__What is required__
From the line containing "Exercise. Pick out the pamphlet in" down to the line containing "Exercise. Pick out the white plate" in the records below, reproduce every line exactly, ends included, and omit all others.

(Collected data entries)
----
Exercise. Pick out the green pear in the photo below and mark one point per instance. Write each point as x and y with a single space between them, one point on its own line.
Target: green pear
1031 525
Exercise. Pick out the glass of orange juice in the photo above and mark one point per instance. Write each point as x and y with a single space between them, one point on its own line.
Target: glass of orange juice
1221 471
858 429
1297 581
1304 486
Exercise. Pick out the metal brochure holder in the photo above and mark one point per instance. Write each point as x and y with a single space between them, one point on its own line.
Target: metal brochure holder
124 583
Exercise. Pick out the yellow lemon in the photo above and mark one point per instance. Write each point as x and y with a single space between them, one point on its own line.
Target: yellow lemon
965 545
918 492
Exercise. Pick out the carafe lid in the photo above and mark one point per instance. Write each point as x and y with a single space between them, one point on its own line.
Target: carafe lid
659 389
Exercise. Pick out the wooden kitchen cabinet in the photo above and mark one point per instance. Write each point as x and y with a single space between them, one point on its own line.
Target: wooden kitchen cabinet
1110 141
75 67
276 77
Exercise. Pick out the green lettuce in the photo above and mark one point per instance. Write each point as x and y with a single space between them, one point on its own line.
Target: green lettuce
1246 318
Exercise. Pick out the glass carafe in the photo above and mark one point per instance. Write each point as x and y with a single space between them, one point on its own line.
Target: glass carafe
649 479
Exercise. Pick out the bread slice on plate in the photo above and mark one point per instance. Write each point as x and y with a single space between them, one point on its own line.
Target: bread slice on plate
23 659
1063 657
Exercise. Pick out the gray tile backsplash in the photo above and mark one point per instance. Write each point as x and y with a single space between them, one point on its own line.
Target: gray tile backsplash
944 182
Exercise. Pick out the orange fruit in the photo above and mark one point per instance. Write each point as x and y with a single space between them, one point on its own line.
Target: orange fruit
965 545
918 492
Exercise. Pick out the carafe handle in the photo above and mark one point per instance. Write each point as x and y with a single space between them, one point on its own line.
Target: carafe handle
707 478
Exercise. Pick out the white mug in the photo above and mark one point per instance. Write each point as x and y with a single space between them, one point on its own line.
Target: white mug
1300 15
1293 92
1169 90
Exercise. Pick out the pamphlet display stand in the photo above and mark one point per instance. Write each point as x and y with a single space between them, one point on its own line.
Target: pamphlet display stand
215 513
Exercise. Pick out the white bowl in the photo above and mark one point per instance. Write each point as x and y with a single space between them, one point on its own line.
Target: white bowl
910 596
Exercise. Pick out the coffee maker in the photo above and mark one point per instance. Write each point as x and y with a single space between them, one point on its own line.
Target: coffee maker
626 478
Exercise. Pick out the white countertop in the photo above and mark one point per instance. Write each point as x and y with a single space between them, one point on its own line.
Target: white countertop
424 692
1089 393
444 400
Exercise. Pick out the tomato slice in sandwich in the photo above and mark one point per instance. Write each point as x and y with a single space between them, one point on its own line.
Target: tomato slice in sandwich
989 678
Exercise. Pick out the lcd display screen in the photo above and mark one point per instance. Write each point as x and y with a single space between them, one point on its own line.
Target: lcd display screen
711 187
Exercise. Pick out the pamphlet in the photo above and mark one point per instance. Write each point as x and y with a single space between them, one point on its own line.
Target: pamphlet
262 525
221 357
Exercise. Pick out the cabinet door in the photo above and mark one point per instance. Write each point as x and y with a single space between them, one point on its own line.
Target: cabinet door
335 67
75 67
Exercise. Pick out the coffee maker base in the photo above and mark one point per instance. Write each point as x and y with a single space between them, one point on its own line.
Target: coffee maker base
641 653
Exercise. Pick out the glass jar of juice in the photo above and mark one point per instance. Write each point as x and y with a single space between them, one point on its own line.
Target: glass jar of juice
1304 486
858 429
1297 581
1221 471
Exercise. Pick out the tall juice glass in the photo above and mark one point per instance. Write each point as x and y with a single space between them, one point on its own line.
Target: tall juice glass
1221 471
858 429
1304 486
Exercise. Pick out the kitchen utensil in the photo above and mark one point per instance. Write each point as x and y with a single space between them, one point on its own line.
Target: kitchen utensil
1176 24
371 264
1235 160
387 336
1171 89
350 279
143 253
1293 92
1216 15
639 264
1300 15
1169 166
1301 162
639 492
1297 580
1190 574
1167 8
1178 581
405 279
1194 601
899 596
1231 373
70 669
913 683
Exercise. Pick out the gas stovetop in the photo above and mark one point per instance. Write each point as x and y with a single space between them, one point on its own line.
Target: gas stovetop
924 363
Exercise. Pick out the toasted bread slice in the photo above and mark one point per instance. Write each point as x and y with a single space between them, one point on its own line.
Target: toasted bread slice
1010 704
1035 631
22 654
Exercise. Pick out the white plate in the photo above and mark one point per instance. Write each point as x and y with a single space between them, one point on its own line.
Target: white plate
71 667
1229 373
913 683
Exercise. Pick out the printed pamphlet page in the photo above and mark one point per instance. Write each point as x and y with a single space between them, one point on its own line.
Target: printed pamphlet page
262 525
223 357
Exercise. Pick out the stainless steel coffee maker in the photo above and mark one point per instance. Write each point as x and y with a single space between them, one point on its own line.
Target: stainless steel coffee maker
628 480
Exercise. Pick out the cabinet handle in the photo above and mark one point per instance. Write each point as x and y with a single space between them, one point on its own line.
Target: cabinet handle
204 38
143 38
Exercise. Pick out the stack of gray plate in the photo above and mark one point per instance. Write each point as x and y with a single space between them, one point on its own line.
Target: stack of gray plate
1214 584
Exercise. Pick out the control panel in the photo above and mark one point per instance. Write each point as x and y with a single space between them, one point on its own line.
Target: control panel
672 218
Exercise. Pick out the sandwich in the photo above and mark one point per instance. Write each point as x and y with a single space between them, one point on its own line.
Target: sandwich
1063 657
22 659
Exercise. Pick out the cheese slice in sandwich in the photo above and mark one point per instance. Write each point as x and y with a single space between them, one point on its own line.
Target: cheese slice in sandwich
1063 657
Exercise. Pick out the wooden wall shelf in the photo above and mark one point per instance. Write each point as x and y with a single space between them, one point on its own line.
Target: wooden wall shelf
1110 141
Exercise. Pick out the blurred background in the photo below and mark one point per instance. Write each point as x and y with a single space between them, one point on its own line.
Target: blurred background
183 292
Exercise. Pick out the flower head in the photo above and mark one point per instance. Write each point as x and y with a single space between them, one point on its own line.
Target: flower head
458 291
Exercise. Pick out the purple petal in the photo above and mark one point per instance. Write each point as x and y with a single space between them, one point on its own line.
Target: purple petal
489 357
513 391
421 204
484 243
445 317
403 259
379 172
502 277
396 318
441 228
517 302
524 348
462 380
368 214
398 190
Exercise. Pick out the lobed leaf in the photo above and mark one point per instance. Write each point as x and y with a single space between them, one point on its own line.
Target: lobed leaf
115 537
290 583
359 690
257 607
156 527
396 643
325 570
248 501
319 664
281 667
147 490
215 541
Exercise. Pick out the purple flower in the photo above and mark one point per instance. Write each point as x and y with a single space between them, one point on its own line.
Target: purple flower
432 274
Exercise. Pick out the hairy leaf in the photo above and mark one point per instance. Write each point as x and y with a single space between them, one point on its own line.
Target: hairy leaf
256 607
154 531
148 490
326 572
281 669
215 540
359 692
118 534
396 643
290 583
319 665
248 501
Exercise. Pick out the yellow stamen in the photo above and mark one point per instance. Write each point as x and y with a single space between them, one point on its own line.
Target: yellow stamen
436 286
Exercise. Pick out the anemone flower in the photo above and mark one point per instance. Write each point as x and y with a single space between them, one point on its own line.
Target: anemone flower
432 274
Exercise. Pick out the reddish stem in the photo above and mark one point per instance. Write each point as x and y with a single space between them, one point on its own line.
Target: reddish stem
----
__Solution to this exercise__
Exercise. Pick out the pamphlet in the photo above and mark one point per instance. Write each point as x and y with a single space between them, one point on its own line.
Target: pamphlet
262 525
221 357
Exercise. Pick out the cabinet door in the photo above and mark one point per instance. Write each point as x and y with a single space between them, one point on its own line.
Target: cabinet door
335 67
75 67
Exercise. Pick out the coffee maker base in the photo above and mark one point per instance. Write each point as x and y with a single space between them, one point on its own line.
Target: coffee maker base
641 653
Exercise. Pick out the glass jar of juice in the photo above and mark one point per instance. Write each point as x and y with a single space between them, one point on its own line.
Target: glass jar of juice
1304 486
858 429
1297 581
1221 471
Exercise. Pick out the tall juice glass in the photo above and mark one point per instance. Write each point as x and y with a single space between them, one point on its own line.
Target: tall juice glass
1221 471
858 429
1304 486
Exercise. Pick out the kitchen utensil in the photo above and mark one point per instance. Write each point as x and y with a single space between them, one point on its own line.
Target: kitchen utensil
1176 24
371 264
1235 160
387 336
1171 89
350 279
143 253
1293 92
1216 15
639 264
1300 15
1169 166
1301 162
639 492
1297 580
1190 574
1167 8
1178 581
405 279
1194 601
899 596
1231 373
70 669
913 683
Exercise. Pick out the gas stovetop in the photo above and mark one point per instance. Write each point as x and y with a single space between them, one point on its own line.
Target: gas stovetop
924 363
Exercise. Pick out the toasted bread slice in the photo above and mark one point per instance. Write each point as x and y with a single space between them, one point on its own line.
Target: toasted bread slice
1010 704
1035 631
22 654
Exercise. Pick out the white plate in the photo above and mark one point per instance. Write each point as x and y with a single space between them, one point on its own line.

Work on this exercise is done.